(Source data)
********************
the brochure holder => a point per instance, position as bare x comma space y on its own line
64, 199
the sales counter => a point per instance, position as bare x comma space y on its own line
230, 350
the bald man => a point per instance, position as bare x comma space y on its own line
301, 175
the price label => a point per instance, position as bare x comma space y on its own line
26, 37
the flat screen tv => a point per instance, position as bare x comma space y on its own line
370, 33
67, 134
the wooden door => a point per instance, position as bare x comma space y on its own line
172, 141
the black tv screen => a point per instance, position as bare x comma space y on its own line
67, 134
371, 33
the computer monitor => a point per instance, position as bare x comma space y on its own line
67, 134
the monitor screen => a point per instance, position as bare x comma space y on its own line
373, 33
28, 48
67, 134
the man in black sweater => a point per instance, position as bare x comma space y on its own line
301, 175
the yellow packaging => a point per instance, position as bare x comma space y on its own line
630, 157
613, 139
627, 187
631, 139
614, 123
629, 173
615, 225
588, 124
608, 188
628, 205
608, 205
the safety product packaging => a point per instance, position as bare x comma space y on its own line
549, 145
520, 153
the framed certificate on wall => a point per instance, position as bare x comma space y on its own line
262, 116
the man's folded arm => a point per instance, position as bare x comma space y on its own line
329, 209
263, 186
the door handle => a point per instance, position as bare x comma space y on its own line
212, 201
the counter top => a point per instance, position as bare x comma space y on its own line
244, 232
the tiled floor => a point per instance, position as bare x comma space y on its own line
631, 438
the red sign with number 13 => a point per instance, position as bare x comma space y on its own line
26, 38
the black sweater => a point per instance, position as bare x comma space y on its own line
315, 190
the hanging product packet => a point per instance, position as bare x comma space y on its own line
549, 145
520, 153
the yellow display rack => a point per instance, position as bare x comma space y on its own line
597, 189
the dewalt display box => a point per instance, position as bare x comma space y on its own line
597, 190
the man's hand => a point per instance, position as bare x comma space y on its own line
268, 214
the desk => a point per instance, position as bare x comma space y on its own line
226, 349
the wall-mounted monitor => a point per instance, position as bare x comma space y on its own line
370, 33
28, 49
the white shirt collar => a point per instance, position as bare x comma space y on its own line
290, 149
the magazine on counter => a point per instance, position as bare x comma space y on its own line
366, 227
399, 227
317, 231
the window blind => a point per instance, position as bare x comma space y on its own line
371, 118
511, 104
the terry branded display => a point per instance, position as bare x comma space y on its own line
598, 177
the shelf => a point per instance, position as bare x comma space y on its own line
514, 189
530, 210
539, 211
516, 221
********************
TASK DESCRIPTION:
All of the data above should be reproduced word for word.

EXERCISE RESPONSE:
the brochure holder => a point per instance, position as bare x comma space y on its own line
64, 199
the sales counter => a point per instance, position as bare x comma space y on its own line
230, 350
the bald man => a point per instance, position as bare x comma space y on its own line
301, 175
the price label => a point per instance, position as bare x comma space y on its own line
26, 37
the flat screen tv => a point per instance, position as bare x comma space y on its own line
370, 33
67, 134
the wooden door => a point per instance, position as bare x comma space y on its own line
172, 141
the black tv screen => a point per instance, position as bare x comma space y on its own line
67, 134
371, 33
the computer monitor => a point per instance, position as bare x comma space y on its own line
67, 134
the monitor screen => a point per instance, position as bare x comma space y on its own line
373, 33
28, 48
67, 134
the man in black sweater => a point per instance, position as bare x comma space y on its own line
301, 175
the yellow packaging => a point per instance, position as bare x comma space y on its own line
630, 157
613, 139
627, 187
631, 139
614, 123
629, 173
615, 225
588, 124
608, 188
628, 205
608, 205
the safety product packaging => a point per instance, position as bare x comma space y on its own line
549, 145
520, 153
the framed certificate on wall => a point per instance, position as bare x comma space y on its own line
262, 116
the man's folded arm => a point per instance, position as bare x comma space y on its own line
329, 209
263, 186
the door handle => a point per instance, position as bare x comma space y on its own line
212, 201
the counter top => a point per instance, position as bare x comma space y on its own line
244, 232
the tiled floor => a point per instance, position as bare x comma space y on its own line
631, 438
the red sign with number 13 => a point per instance, position as bare x comma space y on its own line
26, 38
the black sweater => a point per instance, position as bare x comma space y on its own line
315, 190
the hanging product packet => a point per instance, position as bare x comma space y on its own line
549, 145
520, 153
the yellow display rack => a point per instance, position as bare x comma space y on its own line
597, 189
the dewalt display box => a point per instance, position as bare x comma space y on its own line
597, 190
the man's hand => a point per instance, position as bare x comma space y on its own line
268, 214
the desk => a point per instance, position as bare x comma space y on its own line
226, 349
the wall-mounted monitor => a point per instance, position as bare x comma space y on its own line
370, 33
28, 49
the white shirt collar => a point per instance, position as bare x comma space y on its own line
290, 149
the magazine on counter => a point per instance, position as bare x comma space y on its own line
366, 227
399, 227
317, 231
the window blind => a point per instance, position as bare x comma space y on its own line
371, 118
511, 104
the terry branded display => a point per instance, position as bare x comma space y on its own line
598, 177
the shelf => a point per instance, position as bare x comma space y on its own line
514, 189
530, 210
539, 211
516, 221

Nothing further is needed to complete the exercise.